The full set of records is to be reproduced verbatim.

- - - - - - -

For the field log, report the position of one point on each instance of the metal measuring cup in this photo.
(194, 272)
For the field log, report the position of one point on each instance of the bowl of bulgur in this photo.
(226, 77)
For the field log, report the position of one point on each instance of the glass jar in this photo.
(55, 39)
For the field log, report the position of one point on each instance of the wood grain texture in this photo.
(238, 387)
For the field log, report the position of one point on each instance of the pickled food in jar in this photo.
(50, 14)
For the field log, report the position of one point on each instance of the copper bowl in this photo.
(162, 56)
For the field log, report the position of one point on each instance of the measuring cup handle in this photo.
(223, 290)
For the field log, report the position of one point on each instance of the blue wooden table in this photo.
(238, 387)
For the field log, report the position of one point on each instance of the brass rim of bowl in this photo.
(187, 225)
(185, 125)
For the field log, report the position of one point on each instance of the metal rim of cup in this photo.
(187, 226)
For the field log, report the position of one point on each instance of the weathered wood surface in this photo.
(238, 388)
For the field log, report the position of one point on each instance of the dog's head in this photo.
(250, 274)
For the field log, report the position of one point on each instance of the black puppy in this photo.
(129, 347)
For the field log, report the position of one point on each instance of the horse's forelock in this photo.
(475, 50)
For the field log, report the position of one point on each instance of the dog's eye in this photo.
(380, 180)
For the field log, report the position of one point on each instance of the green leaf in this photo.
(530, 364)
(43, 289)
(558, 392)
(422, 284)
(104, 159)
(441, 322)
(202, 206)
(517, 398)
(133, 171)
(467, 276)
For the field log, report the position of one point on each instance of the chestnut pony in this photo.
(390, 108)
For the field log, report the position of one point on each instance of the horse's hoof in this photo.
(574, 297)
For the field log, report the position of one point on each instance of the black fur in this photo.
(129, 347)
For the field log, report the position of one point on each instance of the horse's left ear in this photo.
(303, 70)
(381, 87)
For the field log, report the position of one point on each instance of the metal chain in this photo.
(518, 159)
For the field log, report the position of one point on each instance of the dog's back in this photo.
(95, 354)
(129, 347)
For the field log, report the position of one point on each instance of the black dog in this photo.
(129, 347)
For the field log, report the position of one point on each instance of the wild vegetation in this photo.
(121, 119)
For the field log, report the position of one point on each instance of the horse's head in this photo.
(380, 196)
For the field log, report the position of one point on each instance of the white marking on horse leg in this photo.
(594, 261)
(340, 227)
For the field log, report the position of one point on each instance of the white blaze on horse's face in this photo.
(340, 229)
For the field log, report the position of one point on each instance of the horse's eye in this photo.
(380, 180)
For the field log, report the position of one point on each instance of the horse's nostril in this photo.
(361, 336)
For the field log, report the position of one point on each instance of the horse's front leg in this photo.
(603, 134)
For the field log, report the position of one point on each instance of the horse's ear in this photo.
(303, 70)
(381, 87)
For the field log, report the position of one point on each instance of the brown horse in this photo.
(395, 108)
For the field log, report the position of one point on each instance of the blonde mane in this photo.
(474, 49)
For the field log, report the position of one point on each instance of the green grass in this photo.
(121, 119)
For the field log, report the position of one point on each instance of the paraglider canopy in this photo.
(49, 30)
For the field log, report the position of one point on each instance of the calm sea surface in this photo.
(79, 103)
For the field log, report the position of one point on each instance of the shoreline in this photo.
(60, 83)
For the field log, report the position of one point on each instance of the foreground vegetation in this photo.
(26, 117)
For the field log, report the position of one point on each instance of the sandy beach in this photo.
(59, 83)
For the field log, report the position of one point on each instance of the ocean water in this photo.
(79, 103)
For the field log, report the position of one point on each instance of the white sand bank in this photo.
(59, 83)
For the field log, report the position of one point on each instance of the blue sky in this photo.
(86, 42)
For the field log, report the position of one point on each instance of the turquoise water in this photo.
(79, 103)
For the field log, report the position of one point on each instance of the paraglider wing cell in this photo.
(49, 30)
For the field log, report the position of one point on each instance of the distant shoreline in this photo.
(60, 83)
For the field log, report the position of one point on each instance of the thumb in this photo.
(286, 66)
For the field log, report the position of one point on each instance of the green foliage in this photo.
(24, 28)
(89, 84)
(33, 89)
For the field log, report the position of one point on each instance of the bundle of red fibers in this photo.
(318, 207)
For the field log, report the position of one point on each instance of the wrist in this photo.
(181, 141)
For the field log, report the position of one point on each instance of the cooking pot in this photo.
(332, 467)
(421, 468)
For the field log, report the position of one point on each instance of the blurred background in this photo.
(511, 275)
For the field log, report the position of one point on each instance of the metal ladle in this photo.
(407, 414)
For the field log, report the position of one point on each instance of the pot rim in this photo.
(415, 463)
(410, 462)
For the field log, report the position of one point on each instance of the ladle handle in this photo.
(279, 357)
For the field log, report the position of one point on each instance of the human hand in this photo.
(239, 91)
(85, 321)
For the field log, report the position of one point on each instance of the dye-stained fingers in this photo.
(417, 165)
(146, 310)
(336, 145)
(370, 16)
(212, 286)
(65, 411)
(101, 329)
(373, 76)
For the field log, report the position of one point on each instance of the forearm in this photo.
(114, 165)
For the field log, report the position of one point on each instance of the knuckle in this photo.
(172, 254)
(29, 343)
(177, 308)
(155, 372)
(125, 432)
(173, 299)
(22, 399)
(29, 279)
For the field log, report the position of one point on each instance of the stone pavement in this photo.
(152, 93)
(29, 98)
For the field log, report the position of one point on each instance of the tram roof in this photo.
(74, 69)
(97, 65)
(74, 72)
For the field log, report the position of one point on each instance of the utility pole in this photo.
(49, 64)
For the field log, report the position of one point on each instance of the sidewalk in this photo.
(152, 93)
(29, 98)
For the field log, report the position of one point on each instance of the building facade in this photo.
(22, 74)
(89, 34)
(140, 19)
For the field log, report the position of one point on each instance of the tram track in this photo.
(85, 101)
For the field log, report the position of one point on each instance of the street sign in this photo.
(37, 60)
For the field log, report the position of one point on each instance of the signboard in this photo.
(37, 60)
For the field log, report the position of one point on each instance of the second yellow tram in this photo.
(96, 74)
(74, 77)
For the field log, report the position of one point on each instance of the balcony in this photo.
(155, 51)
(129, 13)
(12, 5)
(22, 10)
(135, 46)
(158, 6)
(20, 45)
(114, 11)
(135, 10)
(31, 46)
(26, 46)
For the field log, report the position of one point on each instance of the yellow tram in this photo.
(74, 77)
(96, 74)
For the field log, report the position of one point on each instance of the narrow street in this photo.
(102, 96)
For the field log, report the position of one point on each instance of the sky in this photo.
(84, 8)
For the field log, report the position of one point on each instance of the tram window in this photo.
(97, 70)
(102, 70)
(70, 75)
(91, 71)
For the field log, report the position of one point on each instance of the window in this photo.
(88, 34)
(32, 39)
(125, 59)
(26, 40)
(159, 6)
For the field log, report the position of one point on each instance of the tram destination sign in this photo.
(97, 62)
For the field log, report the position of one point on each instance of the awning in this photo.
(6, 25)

- - - - - - -

RESPONSE:
For the field log, report the position of one point on each instance of the metal measuring cup in this photo.
(194, 272)
For the field log, report the position of one point on each instance of the bowl of bulgur in this photo.
(226, 77)
For the field log, report the position of one point on each instance of the glass jar in this photo.
(55, 39)
For the field log, report the position of one point on each instance of the wood grain texture in this photo.
(238, 387)
For the field log, report the position of one point on each instance of the pickled food in jar in this photo.
(50, 14)
For the field log, report the position of one point on each instance of the copper bowl in this photo.
(162, 56)
For the field log, report the position of one point on each instance of the measuring cup handle in this photo.
(223, 290)
For the field log, report the position of one point on each instance of the blue wooden table in this photo.
(238, 387)
For the field log, report the position of one point on each instance of the brass rim of bowl in this photo.
(187, 225)
(185, 125)
For the field log, report the position of one point on each instance of the metal rim of cup in this photo.
(187, 226)
For the field log, report the position of one point on each instance of the weathered wood surface in this photo.
(238, 388)
For the field log, report the position of one point on each instance of the dog's head in this photo.
(250, 274)
For the field log, report the position of one point on each instance of the black puppy in this photo.
(129, 347)
For the field log, report the position of one point on each instance of the horse's forelock in this photo.
(475, 50)
For the field log, report the position of one point on each instance of the dog's eye in this photo.
(380, 180)
For the field log, report the position of one point on each instance of the green leaf in this photo.
(530, 364)
(43, 289)
(558, 392)
(422, 284)
(104, 159)
(441, 322)
(202, 206)
(517, 398)
(133, 171)
(467, 276)
For the field log, report the position of one point on each instance of the chestnut pony in this photo.
(390, 108)
For the field log, report the position of one point on each instance of the horse's hoof in this photo.
(574, 297)
For the field log, report the position of one point on each instance of the black fur in this photo.
(129, 347)
For the field log, report the position of one point on each instance of the horse's left ear in this photo.
(303, 70)
(381, 87)
For the field log, report the position of one point on each instance of the metal chain in this photo.
(518, 159)
For the field log, report the position of one point on each instance of the dog's back in this photo.
(95, 354)
(129, 347)
For the field log, report the position of one point on each instance of the black dog in this photo.
(129, 347)
For the field log, report the position of one point on each instance of the wild vegetation in this photo.
(121, 119)
For the field log, report the position of one point on each instance of the horse's head in this photo.
(380, 196)
For the field log, report the position of one point on each instance of the white marking on horse leg in this photo.
(594, 261)
(340, 227)
For the field log, report the position of one point on each instance of the white blaze on horse's face in this photo.
(340, 229)
For the field log, report the position of one point on each instance of the horse's eye in this photo.
(380, 180)
For the field log, report the position of one point on each instance of the horse's nostril in this photo.
(361, 336)
For the field log, report the position of one point on each instance of the horse's front leg in this photo.
(603, 134)
For the field log, report the position of one point on each instance of the horse's ear in this photo.
(303, 70)
(381, 87)
For the field log, report the position of one point on each instance of the brown horse in this photo.
(395, 108)
For the field log, report the position of one point on each instance of the blonde mane in this photo.
(474, 49)
For the field log, report the position of one point on each instance of the green grass in this photo.
(121, 119)
For the field log, report the position of one point on each instance of the paraglider canopy in this photo.
(49, 30)
For the field log, report the position of one point on each instance of the calm sea surface in this photo.
(79, 103)
For the field log, report the position of one point on each instance of the shoreline in this photo.
(60, 83)
For the field log, report the position of one point on each instance of the foreground vegetation in this photo.
(26, 117)
For the field log, report the position of one point on each instance of the sandy beach in this photo.
(59, 83)
For the field log, report the position of one point on each instance of the ocean water in this photo.
(79, 103)
For the field log, report the position of one point on each instance of the white sand bank in this photo.
(59, 83)
For the field log, report the position of one point on each instance of the blue sky in this photo.
(86, 42)
For the field log, report the position of one point on each instance of the turquoise water in this photo.
(79, 103)
For the field log, report the position of one point on each instance of the paraglider wing cell in this photo.
(49, 30)
For the field log, report the position of one point on each instance of the distant shoreline in this photo.
(60, 83)
For the field log, report the position of one point on each instance of the thumb in this photo.
(286, 66)
For the field log, report the position of one point on each instance of the green foliage in this photo.
(24, 28)
(89, 84)
(33, 89)
For the field log, report the position of one point on each instance of the bundle of red fibers in this photo.
(318, 207)
For the field log, report the position of one point on each instance of the wrist in this photo.
(181, 141)
For the field log, report the position of one point on each instance of the cooking pot in this photo.
(332, 467)
(421, 468)
For the field log, report the position of one point on each instance of the blurred background in this photo.
(511, 275)
For the field log, report the position of one point on each instance of the metal ladle in this photo.
(407, 414)
For the field log, report the position of one point on each instance of the pot rim in this photo.
(415, 463)
(410, 462)
For the field log, report the position of one point on each instance of the ladle handle in this photo.
(279, 357)
For the field log, report the position of one point on each instance of the human hand in this photo.
(239, 91)
(85, 321)
For the field log, report the position of one point on each instance of the dye-stained fingers in this photo.
(417, 165)
(146, 310)
(336, 145)
(370, 16)
(212, 286)
(65, 411)
(101, 329)
(373, 76)
For the field log, report the position of one point on each instance of the forearm in this photo.
(114, 165)
For the field log, report the position of one point on each instance of the knuckle in this photo.
(172, 254)
(29, 343)
(177, 308)
(155, 372)
(125, 432)
(173, 299)
(22, 399)
(29, 279)
For the field log, report the position of one point on each instance of the stone pavement in this photo.
(152, 93)
(29, 98)
For the field log, report the position of one point on each instance of the tram roof in this photo.
(74, 69)
(97, 65)
(74, 72)
For the field log, report the position of one point on each instance of the utility pole in this photo.
(49, 64)
For the field log, report the position of one point on each instance of the sidewalk in this photo.
(152, 93)
(29, 98)
For the field log, report the position of one point on each instance of the building facade in this photo.
(22, 74)
(89, 34)
(140, 19)
For the field log, report the position of one point on each instance of the tram track in this photo.
(85, 101)
For the field log, report the position of one point on each instance of the street sign in this photo.
(37, 60)
For the field log, report the position of one point on each instance of the signboard in this photo.
(37, 60)
For the field log, report the position of one point on each instance of the second yellow tram in this photo.
(96, 74)
(74, 77)
For the field log, report the position of one point on each instance of the balcony in this photo.
(155, 51)
(129, 13)
(12, 5)
(22, 10)
(135, 46)
(158, 6)
(20, 45)
(114, 11)
(135, 10)
(31, 46)
(26, 46)
For the field log, report the position of one point on each instance of the yellow tram in this photo.
(74, 77)
(96, 74)
For the field log, report the position of one point on each instance of the narrow street in this photo.
(102, 96)
For the field log, report the position of one point on each instance of the sky in this photo.
(84, 8)
For the field log, report the position of one point on each instance of the tram window in this photo.
(97, 70)
(102, 70)
(70, 75)
(91, 71)
For the field log, report the position of one point on each instance of the window in this photo.
(88, 34)
(32, 39)
(125, 59)
(26, 40)
(159, 6)
For the field log, report the position of one point on each instance of the tram destination sign in this photo.
(97, 62)
For the field log, report the position of one point on each instance of the awning in this photo.
(6, 25)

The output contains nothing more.